**Stated task**
Rewrite the lines below, swapping "stone block" for "stone slab" wherever it appears and leaving everything else untouched.

Items from a dataset:
"""
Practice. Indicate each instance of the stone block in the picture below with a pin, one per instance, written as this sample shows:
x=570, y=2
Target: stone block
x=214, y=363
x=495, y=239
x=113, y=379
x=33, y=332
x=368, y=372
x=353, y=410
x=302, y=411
"""
**Final result**
Practice. Indicate each instance of the stone slab in the picture below with a pin, one per instance, written as this sample shows:
x=570, y=2
Target: stone slab
x=214, y=363
x=495, y=239
x=113, y=379
x=33, y=332
x=368, y=372
x=353, y=410
x=302, y=411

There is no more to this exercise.